Text section »
-- -- --

Local News Blues: Get Ready: Press Forward Will Fund Some Small(ish) News Outlets

Print More

Alice Dreger photo

Press Forward Director Dale Anglin at the regional SPJ meeting in Boston (April 20, 2024).

Who will be eligible? Read on.

By Alice Dreger

BOSTON – If your for-profit or nonprofit local news organization has an annual budget of less than $1 million and reports for populations traditionally bypassed – or it’s based at an institution of higher learning– get ready. A chance is coming to obtain general operating support from Press Forward, the $500 million national campaign to rescue local news.

Speaking at the regional meeting of the Society of Professional Journalists in Boston this afternoon, Press Forward Director Dale Anglin indicated that Press Forward will put out a general call for applications on April 30. 

While Press Forward has already given out $48 million in grants, this will mark the first time Press Forward will be asking potential grantees to apply.

According to what Anglin shared today at the Emerson College-hosted event, the call due out in 10 days will seek proposals for general operating support for news outlets running on less than $1 million per year. 

“We want to go small,” said Anglin today, adding that small outlets “are the most fragile.”

Sharing that Press Forward’s team recognizes small for-profits are barely profitable, Anglin said both for-profit and nonprofit organizations will be eligible to apply for what she hopes will turn into funding for about 100 outlets.

The vision she outlined today indicates planned support for three basic types of operations: BIPOC outlets, outlets serving historically underserved geographic regions (some rural areas), and student-led college newsrooms with “outward facing” reporting (not simply reporting on their own institutions). Anglin hinted there may also be funding made available to organizations that report specifically for LGBTQ communities.

-- -- --

Data lines »
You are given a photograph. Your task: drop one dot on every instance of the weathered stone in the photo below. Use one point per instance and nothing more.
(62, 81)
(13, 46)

-- -- --

Objectives »
**1)** Answer these questions about the Press Forward article, each on its own line:
(a) On what date will Press Forward put out a general call for applications?
(b) How much has Press Forward already given out in grants?
(c) For about how many outlets does Anglin hope the funding will provide?
**2)** Please carry the Press Forward article further, picking up right after its final sentence.

Responses to the exercise »
**1)**
(a) April 30
(b) $48 million
(c) About 100

**2)**
The plan is to separately review applications from organizations running on less than $500,000 per year and those having budgets between $500,000 and $1,000,000 per year. 

Saying her organization is trying to follow “best practices” in philanthropy, Anglin told SJP attendees that Press Forward is planning to hire grant writers, including some who are fluent in Spanish, to help small news outlets. Reviewers will be drawn from journalism and will be paid for their work. The names of reviewers will be published at the end of the process. 

Responding to a reference to AI in the future of journalism, Anglin also indicated an expectation that another RFP will be issued by Press Forward’s national office this fall, directed in that case at technological innovations in the journalism field. 

Since taking the helm of Press Forward less than two months ago, Anglin has been traveling the country talking with journalists and news publishers. At the SJP regional meeting in Boston, she acknowledged the importance of local news reporting and the financial challenges faced by outlets, be they for- or not-for-profit. She said that the hope of the Press Forward national team is to “shine a big spotlight” on the need for philanthropies and individuals to support local news.

All signs continue to indicate that most local news operations will receive no direct funding from Press Forward’s national campaign. Indirect support is being provided through contributions by Press Forward to umbrella organizations like the Institute for Nonprofit News and businesses that function as tech vendors and marketing consultants to news producers.

Press Forward is encouraging local and regional philanthropies to form Press Forward Local chapters. These are intended to raise and distribute funds to local news outlets in their own areas  and may receive “catalyst funding” from the national campaign.

Today, Anglin indicated that locals could use catalyst funding to support local newsrooms – that the idea is for Press Forward Local chapters to really take the reins in terms of local decision-making in this campaign. 

The national campaign is not looking “to tell the locals what to do,” Anglin said, but rather to provide moral and limited financial support to the locals. 

To be clear, the call coming April 30 will not require applicants to be connected to a Press Forward Local chapter.

Local News Blues will be setting up an FAQ on Press Forward to help local news publishers understand the Press Forward campaign as it evolves. If you have questions you’d like us to include in the FAQ, please send them in via this form. You can find all Local News Blues’ commentary and analysis on Press Forward here.

Alice Dreger is a journalist, historian, and the publisher of Local News Blues. She founded East Lansing Info, a nonprofit digital investigative news service, and ran the operation for about ten years. Read more at the Local News Blues contributors page.

Comments are closed.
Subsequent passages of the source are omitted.